(Pointing and labeling listing)
● ● ● ● ●
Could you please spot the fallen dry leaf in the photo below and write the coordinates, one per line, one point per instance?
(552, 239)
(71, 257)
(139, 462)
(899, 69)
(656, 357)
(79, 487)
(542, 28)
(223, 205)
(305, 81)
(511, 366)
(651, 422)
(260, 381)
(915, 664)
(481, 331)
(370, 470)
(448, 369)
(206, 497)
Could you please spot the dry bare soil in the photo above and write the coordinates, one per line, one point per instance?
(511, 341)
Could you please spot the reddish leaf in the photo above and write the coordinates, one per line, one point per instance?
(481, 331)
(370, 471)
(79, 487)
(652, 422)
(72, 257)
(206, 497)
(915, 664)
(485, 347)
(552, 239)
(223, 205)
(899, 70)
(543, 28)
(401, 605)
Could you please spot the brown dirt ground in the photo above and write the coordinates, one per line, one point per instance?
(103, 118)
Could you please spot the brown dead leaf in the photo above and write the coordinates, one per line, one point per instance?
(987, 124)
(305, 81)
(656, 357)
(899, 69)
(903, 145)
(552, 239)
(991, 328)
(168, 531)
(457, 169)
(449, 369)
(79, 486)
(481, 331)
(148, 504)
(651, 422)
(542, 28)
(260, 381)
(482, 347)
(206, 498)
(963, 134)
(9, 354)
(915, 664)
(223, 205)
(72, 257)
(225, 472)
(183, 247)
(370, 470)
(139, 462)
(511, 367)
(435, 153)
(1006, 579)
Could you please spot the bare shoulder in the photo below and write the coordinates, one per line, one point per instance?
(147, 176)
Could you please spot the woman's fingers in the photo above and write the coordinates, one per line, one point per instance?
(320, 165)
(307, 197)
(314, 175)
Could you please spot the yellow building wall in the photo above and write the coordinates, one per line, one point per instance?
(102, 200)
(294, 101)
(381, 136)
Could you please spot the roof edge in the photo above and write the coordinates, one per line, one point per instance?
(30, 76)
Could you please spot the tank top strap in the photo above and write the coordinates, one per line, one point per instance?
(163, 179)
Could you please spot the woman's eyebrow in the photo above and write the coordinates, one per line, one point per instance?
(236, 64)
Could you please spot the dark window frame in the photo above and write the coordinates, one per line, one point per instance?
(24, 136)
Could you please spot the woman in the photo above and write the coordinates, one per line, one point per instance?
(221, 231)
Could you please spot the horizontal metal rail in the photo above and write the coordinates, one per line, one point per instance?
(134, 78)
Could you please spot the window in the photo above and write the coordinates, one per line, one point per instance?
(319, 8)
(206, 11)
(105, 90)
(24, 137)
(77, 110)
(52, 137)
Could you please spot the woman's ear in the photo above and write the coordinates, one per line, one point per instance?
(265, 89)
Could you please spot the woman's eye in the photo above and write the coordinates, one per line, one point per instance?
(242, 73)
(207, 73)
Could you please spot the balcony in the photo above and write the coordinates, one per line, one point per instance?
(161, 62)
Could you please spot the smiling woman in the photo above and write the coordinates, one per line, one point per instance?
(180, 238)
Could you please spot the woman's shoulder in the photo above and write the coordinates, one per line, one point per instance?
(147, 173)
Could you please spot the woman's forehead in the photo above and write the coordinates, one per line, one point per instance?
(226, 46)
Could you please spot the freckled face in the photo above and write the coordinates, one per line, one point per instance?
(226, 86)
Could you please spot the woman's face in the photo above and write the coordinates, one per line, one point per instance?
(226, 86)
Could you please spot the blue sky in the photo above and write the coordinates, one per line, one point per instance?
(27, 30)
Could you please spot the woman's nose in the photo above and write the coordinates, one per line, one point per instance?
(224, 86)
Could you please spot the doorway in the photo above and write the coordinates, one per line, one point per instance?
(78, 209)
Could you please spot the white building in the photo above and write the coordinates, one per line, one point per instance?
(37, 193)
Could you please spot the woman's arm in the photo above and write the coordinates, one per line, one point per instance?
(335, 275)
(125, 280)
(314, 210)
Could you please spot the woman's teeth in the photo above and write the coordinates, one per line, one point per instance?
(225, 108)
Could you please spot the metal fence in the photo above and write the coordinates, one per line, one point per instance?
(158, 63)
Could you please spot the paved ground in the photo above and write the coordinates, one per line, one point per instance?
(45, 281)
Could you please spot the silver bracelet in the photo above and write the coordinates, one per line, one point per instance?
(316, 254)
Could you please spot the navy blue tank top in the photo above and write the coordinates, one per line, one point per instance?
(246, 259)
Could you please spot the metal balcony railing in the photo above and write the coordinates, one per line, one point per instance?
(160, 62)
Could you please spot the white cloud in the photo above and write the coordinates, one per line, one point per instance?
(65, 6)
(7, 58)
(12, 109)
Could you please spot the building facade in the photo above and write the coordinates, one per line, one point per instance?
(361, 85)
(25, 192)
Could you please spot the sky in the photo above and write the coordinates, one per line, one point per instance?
● ● ● ● ●
* **What to do**
Change "write the coordinates" to "list the coordinates" everywhere it occurs in the listing, and write out every line again with nothing else altered.

* **Written solution**
Could you please spot the fallen dry leaf in the photo below and list the coordinates, one per line, one point per instance?
(552, 239)
(71, 257)
(139, 462)
(899, 69)
(656, 357)
(79, 487)
(542, 28)
(223, 205)
(305, 81)
(511, 366)
(651, 422)
(260, 381)
(915, 664)
(481, 331)
(370, 470)
(448, 369)
(206, 497)
Could you please spot the dry bare soil in the photo above and list the coordinates, one per line, one point per instance?
(511, 341)
Could you please spot the reddish leaf in the photo above and list the coordinates, one per line, one point per instance?
(481, 331)
(370, 471)
(79, 487)
(652, 422)
(72, 257)
(206, 497)
(915, 664)
(485, 347)
(552, 239)
(223, 205)
(899, 70)
(543, 28)
(401, 605)
Could you please spot the brown dirt ground in the photo above and list the coordinates, one per line, one point per instance?
(103, 118)
Could you please spot the brown dead leaf in the photo above and list the coordinates, one per line, one point per instance?
(987, 124)
(305, 81)
(656, 357)
(899, 69)
(903, 145)
(552, 239)
(991, 328)
(168, 531)
(457, 169)
(449, 369)
(79, 486)
(481, 331)
(148, 504)
(651, 422)
(542, 28)
(260, 381)
(482, 347)
(206, 498)
(963, 134)
(9, 354)
(915, 664)
(223, 205)
(72, 257)
(225, 472)
(183, 247)
(370, 470)
(139, 462)
(511, 367)
(435, 153)
(1006, 579)
Could you please spot the bare shoulder in the photo below and list the coordinates, one per line, one point per instance?
(147, 176)
Could you please spot the woman's fingers in the photo above and list the coordinates, one per line, one point per instance?
(320, 165)
(307, 197)
(314, 175)
Could you please spot the yellow building wall in the photo above and list the coordinates, one per line, one point per instance?
(102, 200)
(294, 101)
(381, 136)
Could you please spot the roof edge in the photo above and list the coordinates, one per line, one point per instance?
(30, 76)
Could you please spot the tank top strap in the photo above and list the coordinates, one per line, one point per instance?
(163, 179)
Could you please spot the woman's eyebrow in the photo above and list the coordinates, one per line, one point per instance?
(236, 64)
Could you please spot the dark window frame in the photo above and list the coordinates, one per line, one point per instance?
(24, 136)
Could you please spot the woman in the photo above and list the coordinates, one per line, one point per instance?
(221, 231)
Could you please spot the horizontal metal rail in the photo above and list the coordinates, one per line, one point per instance?
(134, 78)
Could you please spot the window in the photo above and list the coordinates, one per line, one point per instance?
(319, 8)
(206, 11)
(105, 90)
(24, 137)
(77, 110)
(52, 137)
Could you please spot the woman's ear in the photo above and list the coordinates, one per line, one point per instance?
(265, 89)
Could you please spot the woman's eye in the photo above and list the coordinates, one per line, one point per instance?
(242, 73)
(207, 73)
Could you please spot the balcony in the photo above and list the coordinates, one per line, one point per instance?
(161, 62)
Could you please spot the smiling woman in the photo above and list the coordinates, one per line, one point per instance?
(180, 238)
Could you please spot the woman's shoulder in the photo above and list the coordinates, one per line, one point per instance?
(147, 173)
Could you please spot the woman's forehead in the photo above and list the coordinates, one per line, one point per instance?
(226, 46)
Could you please spot the freckled face in the photo above and list the coordinates, one per line, one point per instance?
(226, 86)
Could you please spot the woman's face in the photo above and list the coordinates, one per line, one point per instance?
(226, 86)
Could you please spot the blue sky in the photo above and list the coordinates, one per line, one point per instance?
(27, 30)
Could you please spot the woman's nose in the photo above and list the coordinates, one per line, one point per instance?
(224, 86)
Could you please spot the doorway in the photo above and list the coordinates, one per line, one point per instance?
(78, 209)
Could you please spot the white building in the photo above and list the coordinates, one per line, one point per instance?
(37, 193)
Could you please spot the woman's arm in the photo above and list the coordinates, one per line, one point per instance?
(335, 275)
(125, 280)
(314, 210)
Could you please spot the woman's teeth in the photo above and list the coordinates, one per line, one point per instance?
(225, 108)
Could you please spot the metal fence in the photo above and list the coordinates, one per line, one point per instance?
(158, 63)
Could you please spot the paved ground in the photo above and list the coordinates, one per line, one point per instance?
(45, 281)
Could you please spot the silver bracelet in the photo above and list the coordinates, one per line, one point per instance?
(316, 254)
Could you please spot the navy blue tank top in the photo above and list the coordinates, one per line, one point per instance?
(246, 259)
Could you please spot the metal balcony railing in the photo above and list the coordinates, one per line, one point per instance?
(160, 62)
Could you please spot the white cloud in the photo above and list the coordinates, one per line, one point per instance?
(65, 6)
(7, 58)
(12, 109)
Could you please spot the building facade in the photo above and list the coordinates, one per line, one point per instance?
(361, 85)
(25, 192)
Could you please spot the sky in the photo above and list the coordinates, one per line, one point per instance?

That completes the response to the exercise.